• EXERCISE TASKS:
1. In the article below on exit incentive plans, at what event did Stephanie Smithey and Nonnie Shivers explore the design of a voluntary exit incentive program?
2. According to the article below on exit incentive plans, what does an employer do or face under an involuntary exit incentive plan? List every point the article gives.
3. Extend the article below on exit incentive plans, picking up after its final sentence.

• SOURCE TEXT:
Is a Voluntary Exit Incentive Plan Right for Your Organization?

Although it’s not something HR relishes, sometimes an organization needs to cut personnel numbers. When faced with this daunting task, many employers use exit incentives. At the Ogletree Deakins 2019 Employee Benefits and Executive Compensation Symposium, employment attorneys Stephanie Smithey and Nonnie Shivers explored the ins and outs of designing a voluntary exit incentive program.

Initial Considerations

Smithey and Shivers began their discussion by noting that when considering the use of an exit incentive, an employer first needs to evaluate what business goals it wants to achieve. Then it may first want to determine whether a voluntary program will achieve those goals since many employers want to see if a voluntary plan will work before considering an involuntary option.

When deciding on the best plan design for your organization, it’s a good idea to compare the differences between involuntary and voluntary exit plans, according to Shivers and Smithey.

Involuntary Plans

Under an involuntary exit incentive plan, an employer:

  • Cannot consider age;
  • Has a goal of reducing its headcount or eliminating positions and/or functions; and
  • Can base selection on nondiscriminatory objective factors and, if needed, subjective factors.

• ENTRIES PROVIDED:
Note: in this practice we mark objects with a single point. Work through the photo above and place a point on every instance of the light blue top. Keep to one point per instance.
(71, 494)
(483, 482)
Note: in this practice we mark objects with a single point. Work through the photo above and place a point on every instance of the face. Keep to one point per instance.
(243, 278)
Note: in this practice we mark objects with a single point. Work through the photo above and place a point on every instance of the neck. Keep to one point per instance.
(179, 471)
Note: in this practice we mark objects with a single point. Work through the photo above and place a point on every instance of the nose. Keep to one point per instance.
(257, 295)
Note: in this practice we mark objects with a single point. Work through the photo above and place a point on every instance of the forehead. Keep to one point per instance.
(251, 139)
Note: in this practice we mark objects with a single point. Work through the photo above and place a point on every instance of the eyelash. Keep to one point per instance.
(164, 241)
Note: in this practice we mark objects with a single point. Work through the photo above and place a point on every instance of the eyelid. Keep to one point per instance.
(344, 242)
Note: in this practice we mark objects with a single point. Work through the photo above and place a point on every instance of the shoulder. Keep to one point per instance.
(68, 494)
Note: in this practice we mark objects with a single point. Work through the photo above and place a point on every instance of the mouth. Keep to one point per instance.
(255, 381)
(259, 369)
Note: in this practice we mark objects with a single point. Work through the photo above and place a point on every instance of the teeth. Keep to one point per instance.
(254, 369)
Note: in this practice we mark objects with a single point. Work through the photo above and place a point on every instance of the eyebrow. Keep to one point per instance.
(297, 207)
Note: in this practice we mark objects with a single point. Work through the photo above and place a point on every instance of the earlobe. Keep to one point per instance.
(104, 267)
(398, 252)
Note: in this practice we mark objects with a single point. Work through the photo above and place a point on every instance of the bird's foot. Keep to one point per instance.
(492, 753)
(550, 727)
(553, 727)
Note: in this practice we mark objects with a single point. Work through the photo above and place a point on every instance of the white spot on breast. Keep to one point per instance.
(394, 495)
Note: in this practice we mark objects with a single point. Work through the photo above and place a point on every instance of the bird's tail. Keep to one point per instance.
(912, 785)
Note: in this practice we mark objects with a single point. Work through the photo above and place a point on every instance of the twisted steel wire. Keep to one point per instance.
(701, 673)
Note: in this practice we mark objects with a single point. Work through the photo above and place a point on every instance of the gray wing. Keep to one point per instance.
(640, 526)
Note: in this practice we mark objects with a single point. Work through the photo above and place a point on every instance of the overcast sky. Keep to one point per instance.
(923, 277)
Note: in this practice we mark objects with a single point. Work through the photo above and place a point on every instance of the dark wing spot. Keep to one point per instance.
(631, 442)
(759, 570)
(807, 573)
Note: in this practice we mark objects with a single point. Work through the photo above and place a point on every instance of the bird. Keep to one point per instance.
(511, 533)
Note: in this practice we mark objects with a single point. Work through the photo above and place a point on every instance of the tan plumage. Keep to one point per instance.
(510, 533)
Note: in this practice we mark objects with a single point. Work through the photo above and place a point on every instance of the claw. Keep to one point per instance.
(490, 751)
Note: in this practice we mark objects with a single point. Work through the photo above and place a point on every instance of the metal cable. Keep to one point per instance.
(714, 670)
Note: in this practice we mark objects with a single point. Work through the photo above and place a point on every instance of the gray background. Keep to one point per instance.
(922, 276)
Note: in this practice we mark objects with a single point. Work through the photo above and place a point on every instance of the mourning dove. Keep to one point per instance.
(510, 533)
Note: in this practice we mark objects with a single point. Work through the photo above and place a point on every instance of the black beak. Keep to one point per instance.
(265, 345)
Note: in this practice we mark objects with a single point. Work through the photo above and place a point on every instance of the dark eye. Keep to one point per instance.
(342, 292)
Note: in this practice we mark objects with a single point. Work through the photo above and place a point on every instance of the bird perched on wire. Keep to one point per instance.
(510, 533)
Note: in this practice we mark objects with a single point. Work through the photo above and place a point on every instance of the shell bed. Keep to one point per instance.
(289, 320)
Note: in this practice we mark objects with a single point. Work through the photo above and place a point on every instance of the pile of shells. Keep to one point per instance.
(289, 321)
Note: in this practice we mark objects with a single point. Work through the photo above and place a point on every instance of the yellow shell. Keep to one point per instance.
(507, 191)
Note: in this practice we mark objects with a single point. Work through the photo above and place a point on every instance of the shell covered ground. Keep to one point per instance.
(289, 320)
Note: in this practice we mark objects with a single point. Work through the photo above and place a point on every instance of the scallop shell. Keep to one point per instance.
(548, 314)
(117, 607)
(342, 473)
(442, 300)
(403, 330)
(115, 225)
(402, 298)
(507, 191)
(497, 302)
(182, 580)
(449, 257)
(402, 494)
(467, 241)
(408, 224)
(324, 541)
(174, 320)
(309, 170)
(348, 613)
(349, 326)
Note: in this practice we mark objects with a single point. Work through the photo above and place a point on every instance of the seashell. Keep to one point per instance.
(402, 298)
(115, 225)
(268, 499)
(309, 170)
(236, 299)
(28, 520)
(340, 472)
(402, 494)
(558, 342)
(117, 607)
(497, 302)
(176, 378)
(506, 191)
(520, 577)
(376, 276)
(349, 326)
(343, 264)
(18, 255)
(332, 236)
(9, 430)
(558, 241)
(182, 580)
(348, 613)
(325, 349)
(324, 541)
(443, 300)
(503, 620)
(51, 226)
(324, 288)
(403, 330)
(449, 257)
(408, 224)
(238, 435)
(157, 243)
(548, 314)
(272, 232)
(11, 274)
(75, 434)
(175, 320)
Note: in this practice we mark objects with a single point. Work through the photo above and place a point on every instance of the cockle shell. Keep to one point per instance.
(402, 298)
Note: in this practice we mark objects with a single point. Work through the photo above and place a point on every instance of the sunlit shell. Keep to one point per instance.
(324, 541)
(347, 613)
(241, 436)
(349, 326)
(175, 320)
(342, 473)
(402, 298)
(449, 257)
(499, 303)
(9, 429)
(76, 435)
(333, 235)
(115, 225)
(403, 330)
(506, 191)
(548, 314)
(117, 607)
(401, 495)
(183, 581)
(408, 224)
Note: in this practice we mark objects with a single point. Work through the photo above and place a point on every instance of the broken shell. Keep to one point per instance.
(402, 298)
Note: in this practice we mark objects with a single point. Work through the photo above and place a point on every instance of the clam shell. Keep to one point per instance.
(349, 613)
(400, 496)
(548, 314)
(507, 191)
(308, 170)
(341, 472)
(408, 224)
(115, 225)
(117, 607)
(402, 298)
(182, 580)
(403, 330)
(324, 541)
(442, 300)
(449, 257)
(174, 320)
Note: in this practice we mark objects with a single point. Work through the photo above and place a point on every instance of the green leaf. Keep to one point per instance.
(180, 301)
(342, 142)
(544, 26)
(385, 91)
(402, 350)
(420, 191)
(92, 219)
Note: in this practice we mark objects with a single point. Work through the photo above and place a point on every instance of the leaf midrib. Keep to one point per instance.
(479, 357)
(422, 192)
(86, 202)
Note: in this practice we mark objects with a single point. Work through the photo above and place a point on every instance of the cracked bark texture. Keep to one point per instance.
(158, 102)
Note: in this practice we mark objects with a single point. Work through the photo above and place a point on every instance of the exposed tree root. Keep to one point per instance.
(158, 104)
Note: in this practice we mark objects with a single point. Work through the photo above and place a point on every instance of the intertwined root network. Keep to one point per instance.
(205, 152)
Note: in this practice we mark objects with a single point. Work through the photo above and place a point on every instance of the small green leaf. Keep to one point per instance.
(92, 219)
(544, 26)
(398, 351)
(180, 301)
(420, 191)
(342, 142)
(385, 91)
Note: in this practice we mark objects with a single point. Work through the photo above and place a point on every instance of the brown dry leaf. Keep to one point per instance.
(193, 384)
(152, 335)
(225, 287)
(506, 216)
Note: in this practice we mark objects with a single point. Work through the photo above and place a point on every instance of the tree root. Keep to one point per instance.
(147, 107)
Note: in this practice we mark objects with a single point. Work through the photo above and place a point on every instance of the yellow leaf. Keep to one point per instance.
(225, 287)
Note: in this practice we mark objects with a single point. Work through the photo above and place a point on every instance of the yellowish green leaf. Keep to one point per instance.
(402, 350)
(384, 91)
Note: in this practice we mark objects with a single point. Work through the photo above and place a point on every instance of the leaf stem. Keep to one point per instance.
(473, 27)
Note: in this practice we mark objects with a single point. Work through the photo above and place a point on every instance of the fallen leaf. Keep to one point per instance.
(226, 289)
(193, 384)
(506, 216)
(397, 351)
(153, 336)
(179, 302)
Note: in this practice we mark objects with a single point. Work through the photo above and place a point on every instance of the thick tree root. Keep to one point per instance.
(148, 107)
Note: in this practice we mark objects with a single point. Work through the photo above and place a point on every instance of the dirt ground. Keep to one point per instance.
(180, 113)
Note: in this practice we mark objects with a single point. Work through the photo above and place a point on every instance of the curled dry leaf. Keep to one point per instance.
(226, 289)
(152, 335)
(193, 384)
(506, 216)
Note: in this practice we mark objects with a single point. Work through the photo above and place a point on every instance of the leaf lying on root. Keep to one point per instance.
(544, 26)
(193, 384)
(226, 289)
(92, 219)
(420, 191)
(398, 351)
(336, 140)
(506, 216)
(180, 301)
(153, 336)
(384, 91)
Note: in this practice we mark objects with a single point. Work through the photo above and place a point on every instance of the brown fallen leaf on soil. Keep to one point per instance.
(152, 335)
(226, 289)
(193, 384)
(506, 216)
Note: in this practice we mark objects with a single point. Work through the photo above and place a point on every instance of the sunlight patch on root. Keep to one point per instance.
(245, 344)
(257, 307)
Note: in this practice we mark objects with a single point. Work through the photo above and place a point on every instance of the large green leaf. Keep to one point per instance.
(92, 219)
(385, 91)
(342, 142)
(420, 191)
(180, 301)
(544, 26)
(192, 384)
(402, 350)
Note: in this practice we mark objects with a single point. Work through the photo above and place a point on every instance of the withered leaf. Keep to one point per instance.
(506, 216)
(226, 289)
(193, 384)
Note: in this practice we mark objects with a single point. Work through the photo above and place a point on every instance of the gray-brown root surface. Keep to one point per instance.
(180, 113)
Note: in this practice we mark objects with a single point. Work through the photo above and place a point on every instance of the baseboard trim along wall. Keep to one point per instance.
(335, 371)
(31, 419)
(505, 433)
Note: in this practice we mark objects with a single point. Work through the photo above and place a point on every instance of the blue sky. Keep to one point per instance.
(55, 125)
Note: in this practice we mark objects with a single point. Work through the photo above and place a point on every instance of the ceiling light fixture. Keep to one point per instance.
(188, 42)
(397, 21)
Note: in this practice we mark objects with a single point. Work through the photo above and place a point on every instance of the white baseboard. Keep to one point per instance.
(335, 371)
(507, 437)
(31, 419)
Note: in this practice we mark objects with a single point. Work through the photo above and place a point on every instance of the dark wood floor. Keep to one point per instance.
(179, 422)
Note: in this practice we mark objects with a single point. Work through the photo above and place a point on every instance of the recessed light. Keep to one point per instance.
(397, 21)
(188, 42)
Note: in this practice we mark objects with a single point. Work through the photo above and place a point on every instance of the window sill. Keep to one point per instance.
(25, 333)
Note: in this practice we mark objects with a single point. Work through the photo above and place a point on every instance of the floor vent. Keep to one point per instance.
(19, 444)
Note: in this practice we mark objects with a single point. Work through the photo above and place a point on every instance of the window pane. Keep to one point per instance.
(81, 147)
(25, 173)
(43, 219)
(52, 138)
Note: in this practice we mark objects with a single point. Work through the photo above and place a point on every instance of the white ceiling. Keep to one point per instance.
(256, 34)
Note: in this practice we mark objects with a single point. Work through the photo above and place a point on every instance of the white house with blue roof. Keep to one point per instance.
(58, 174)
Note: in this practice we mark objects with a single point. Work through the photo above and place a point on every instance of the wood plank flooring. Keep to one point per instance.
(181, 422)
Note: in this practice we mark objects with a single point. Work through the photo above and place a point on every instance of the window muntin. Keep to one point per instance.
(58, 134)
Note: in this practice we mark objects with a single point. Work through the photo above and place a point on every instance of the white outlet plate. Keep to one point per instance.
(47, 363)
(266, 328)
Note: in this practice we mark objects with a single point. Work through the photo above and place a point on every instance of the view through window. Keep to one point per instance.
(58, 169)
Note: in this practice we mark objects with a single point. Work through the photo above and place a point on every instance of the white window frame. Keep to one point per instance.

• ANSWERS FOR THIS EXERCISE:
1. The Ogletree Deakins 2019 Employee Benefits and Executive Compensation Symposium.

2.
- It cannot consider age.
- It has a goal of reducing its headcount or eliminating positions and/or functions.
- It can base selection on nondiscriminatory objective factors and, if needed, subjective factors.

3.
An employer also has control over the size of the group and the employees selected, but must consider whether the plan has a disparate impact on protected groups.

Although involuntary plans are often used to decrease headcount and/or payroll, they may also reduce morale in your organization. They also are likely to increase concern over lack of job security in your remaining employees.

Voluntary Plans

With a voluntary plan, an employer:

  • Can consider age;
  • Is not required to eliminate positions or reduce headcount; and
  • Can base the incentive on eligibility criteria (e.g., age, years of service, grade, and position).

However, Smithey and Shivers noted that since there is limited control over size and no control over selection, you might still need a reduction in force (RIF) if your goal is headcount reduction. This means that you may still have to end up terminating employees who considered the voluntary exit incentive but decided to stay.

According to Smithey and Shivers, voluntary incentive exit plans are typically used to address changing skills that are needed to perform work or the lack of opportunity for employee advancement. They noted that voluntary plans are usually implemented when an organization wants people to retire or needs to initiate turnover in the workforce.

Voluntary plans are helpful because they reduce the likelihood of potential discrimination claims, and are usually well-received by employees. They are often good for morale because employees have control over their decision-making.

More Plan Design Considerations  

Smithey and Shivers next discussed some other important plan design considerations, including:

  • Whether the program needs to be established as an ERISA plan;
  • How to incorporate retirement incentives; and
  • How to coordinate health coverage incentives.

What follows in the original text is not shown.